*WHAT THIS TASK INVOLVES*:
In the biography of Prince Witold Czartoryski, where did he set up his hot bloods stud?
***** DOCUMENT SECTION *****
Prince Witold Leon Karol Adam Jarosław Jerzy Czartoryski (10 February 1864 – 6 September 1945) was a Polish noble (szlachcic) and landowner.  He served as the general commissar of Galicia and Lodomeria from the end of Russian occupation in 1917 to full incorporation as part of Poland on 1 November 1918. He was a hereditary member of the Austrian House of Lords (Herrenhaus) from 1908 and an elected Senator of the Polish Republic (1922–28)

Witold became owner of Pełkinie, Wiązownica, Konarzewo, Byliny estates in Poland and Weinhaus in Vienna.

Witold was a well-known horse racing enthusiast. He set up a world-renowned hot bloods stud in Pełkinie, which bred the remarkable Arabian horses Czubuthan, Babolna, Ba-Ida, Kasmira and Aeniza.
***** DATASET *****
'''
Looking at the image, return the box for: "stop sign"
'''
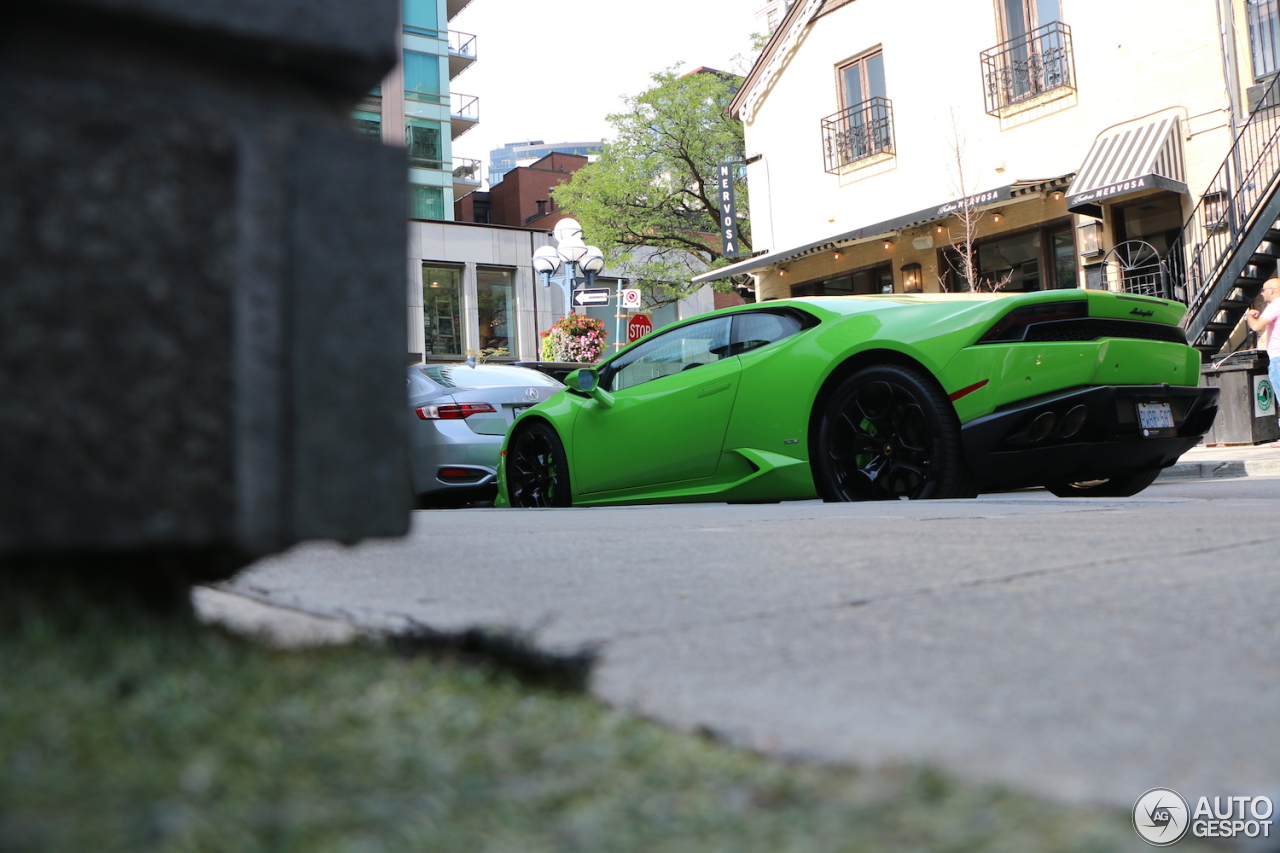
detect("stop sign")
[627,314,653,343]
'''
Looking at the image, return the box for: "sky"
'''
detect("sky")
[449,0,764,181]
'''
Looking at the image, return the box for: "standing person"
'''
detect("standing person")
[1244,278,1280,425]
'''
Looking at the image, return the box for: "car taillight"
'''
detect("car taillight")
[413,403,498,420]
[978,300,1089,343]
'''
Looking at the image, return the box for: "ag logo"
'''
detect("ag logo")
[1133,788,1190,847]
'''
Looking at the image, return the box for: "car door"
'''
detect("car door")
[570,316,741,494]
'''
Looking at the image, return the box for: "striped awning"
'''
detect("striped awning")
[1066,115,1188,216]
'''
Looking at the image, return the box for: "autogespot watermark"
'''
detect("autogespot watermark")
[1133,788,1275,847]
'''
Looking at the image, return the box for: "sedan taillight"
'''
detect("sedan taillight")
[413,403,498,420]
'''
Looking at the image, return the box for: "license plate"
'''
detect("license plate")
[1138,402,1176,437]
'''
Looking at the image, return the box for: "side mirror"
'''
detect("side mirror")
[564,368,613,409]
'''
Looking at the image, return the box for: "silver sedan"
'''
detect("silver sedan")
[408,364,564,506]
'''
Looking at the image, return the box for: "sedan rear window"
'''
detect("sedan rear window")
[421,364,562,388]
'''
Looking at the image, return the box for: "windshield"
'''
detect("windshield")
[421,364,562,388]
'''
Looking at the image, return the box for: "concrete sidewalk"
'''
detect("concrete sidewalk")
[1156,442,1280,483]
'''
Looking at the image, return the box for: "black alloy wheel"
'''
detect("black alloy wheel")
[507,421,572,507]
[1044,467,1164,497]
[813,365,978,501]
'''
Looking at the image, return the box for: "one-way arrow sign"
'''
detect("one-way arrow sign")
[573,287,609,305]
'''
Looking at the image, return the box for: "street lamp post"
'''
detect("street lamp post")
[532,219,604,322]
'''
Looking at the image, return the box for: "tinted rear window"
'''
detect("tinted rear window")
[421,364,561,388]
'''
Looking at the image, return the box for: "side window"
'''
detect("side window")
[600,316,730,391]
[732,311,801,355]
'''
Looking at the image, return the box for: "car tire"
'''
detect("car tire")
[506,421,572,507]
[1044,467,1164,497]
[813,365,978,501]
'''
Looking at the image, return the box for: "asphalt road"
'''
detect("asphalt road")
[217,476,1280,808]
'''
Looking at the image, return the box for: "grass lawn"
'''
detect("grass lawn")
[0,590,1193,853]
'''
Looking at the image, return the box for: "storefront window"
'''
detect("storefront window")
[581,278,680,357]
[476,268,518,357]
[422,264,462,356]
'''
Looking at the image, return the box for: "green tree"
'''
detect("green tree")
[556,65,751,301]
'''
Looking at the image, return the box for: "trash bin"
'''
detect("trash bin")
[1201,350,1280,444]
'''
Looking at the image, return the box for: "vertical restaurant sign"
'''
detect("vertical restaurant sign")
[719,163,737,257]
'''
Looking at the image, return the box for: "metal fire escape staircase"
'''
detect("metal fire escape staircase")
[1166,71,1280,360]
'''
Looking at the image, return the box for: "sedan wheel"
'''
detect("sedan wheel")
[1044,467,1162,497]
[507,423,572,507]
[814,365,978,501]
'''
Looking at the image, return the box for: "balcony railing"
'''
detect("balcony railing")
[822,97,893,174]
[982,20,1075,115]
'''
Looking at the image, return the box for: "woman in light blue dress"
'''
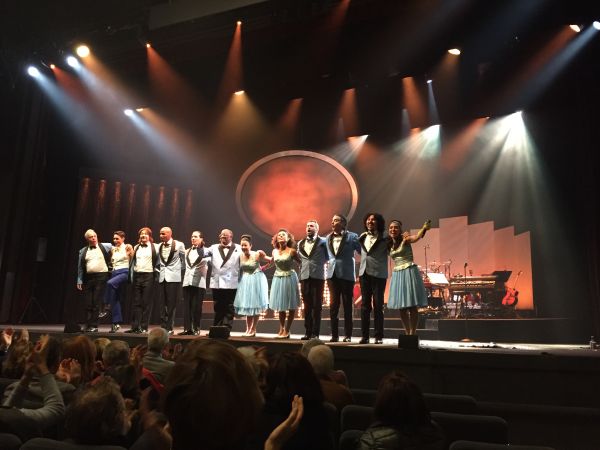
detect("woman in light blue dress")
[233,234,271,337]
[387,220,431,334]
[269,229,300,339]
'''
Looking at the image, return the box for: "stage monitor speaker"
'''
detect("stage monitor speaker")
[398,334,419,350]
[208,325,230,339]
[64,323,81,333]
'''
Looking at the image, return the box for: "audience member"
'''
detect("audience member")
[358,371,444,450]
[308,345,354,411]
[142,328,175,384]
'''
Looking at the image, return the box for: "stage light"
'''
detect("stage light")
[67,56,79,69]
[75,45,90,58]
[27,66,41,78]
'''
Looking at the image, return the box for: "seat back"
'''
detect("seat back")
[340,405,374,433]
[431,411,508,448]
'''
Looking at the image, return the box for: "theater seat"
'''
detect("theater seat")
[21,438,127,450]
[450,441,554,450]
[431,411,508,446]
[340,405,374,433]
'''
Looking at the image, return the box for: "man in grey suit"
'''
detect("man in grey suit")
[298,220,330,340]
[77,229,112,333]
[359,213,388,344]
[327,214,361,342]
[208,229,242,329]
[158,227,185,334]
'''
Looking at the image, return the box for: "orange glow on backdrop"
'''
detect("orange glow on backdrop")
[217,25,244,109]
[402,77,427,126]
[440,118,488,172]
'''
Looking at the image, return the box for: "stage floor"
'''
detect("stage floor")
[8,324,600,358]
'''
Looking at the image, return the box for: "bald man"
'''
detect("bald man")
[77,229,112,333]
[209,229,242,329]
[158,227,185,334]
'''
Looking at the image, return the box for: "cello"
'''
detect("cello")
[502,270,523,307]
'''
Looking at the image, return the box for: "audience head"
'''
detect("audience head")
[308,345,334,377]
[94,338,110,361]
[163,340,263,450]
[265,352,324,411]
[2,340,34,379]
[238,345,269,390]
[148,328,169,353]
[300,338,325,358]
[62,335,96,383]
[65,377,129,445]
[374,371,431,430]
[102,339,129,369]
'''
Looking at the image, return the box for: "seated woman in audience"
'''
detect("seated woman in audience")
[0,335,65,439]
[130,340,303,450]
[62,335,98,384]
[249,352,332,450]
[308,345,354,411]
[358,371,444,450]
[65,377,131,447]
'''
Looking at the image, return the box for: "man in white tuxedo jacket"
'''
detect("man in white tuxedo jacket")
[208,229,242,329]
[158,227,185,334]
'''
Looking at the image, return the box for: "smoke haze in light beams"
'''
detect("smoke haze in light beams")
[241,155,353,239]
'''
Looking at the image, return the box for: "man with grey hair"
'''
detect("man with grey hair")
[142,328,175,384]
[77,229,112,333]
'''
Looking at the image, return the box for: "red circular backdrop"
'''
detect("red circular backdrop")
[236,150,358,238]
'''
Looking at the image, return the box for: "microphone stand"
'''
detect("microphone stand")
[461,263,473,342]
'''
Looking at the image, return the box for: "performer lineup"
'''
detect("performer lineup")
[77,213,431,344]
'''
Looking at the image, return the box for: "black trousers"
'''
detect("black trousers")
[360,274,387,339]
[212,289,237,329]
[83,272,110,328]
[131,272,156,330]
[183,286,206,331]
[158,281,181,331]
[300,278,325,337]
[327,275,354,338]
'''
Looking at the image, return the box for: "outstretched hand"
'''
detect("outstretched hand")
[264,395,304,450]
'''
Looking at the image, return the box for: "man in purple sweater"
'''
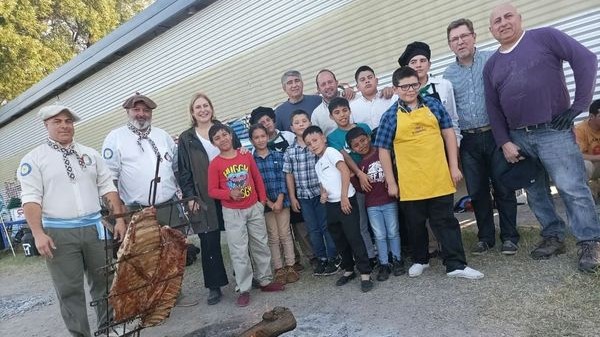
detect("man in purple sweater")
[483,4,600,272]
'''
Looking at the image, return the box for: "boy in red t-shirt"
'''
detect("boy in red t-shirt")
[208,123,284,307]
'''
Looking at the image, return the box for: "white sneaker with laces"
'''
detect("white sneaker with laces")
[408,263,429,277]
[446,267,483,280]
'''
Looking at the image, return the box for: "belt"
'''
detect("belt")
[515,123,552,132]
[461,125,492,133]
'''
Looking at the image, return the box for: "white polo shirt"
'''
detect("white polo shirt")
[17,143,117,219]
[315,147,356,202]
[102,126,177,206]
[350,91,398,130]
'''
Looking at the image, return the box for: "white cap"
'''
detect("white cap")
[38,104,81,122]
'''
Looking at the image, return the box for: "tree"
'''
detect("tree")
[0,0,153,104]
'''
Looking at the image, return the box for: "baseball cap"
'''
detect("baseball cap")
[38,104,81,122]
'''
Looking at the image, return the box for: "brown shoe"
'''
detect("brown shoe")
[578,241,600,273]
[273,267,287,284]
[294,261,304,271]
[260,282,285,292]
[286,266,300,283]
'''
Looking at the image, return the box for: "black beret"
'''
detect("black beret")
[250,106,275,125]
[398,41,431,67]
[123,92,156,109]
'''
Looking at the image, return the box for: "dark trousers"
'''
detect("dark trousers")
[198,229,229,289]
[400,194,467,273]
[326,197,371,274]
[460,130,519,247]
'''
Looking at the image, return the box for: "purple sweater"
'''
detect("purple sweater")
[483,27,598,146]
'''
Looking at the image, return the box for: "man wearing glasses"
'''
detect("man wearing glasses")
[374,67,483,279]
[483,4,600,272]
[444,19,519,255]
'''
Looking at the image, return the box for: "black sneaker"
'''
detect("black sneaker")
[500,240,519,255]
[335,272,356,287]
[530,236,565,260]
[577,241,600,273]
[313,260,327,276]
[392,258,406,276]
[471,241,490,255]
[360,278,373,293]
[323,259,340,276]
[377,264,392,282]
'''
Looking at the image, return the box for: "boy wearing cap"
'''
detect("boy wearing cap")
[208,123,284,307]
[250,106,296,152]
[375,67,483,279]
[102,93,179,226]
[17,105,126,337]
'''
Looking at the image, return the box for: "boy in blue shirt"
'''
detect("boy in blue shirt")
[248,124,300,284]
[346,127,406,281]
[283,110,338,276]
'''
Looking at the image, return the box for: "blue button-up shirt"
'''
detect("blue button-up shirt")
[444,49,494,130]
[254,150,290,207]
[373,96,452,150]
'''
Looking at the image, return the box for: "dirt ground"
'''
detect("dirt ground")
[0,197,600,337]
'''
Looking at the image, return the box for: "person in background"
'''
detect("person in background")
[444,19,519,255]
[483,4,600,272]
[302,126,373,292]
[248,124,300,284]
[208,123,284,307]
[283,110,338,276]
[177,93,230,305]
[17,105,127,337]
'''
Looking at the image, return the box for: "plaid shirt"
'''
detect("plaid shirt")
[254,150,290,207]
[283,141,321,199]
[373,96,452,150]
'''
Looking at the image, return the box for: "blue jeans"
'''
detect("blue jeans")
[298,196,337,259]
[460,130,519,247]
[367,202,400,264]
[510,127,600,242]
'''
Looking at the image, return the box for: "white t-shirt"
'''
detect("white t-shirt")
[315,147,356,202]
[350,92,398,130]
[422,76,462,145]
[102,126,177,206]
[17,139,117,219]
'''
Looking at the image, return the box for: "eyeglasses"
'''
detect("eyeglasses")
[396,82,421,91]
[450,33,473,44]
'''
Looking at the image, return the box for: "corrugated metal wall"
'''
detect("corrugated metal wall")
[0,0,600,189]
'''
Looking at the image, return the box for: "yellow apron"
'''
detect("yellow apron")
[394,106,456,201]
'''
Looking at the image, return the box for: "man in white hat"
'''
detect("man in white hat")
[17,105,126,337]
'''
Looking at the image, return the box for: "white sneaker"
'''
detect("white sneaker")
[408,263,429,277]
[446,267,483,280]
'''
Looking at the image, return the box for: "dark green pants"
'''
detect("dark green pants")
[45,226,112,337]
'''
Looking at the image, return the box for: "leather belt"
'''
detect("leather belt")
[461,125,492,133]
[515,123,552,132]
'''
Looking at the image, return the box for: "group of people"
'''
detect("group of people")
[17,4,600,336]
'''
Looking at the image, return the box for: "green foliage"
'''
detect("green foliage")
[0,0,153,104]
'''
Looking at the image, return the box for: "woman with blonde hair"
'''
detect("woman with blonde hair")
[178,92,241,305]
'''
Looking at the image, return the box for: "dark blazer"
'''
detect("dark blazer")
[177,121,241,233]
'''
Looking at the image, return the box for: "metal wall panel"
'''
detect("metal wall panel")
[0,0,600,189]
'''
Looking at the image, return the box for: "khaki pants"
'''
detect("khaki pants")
*****
*CORRECT ANSWER*:
Pełkinie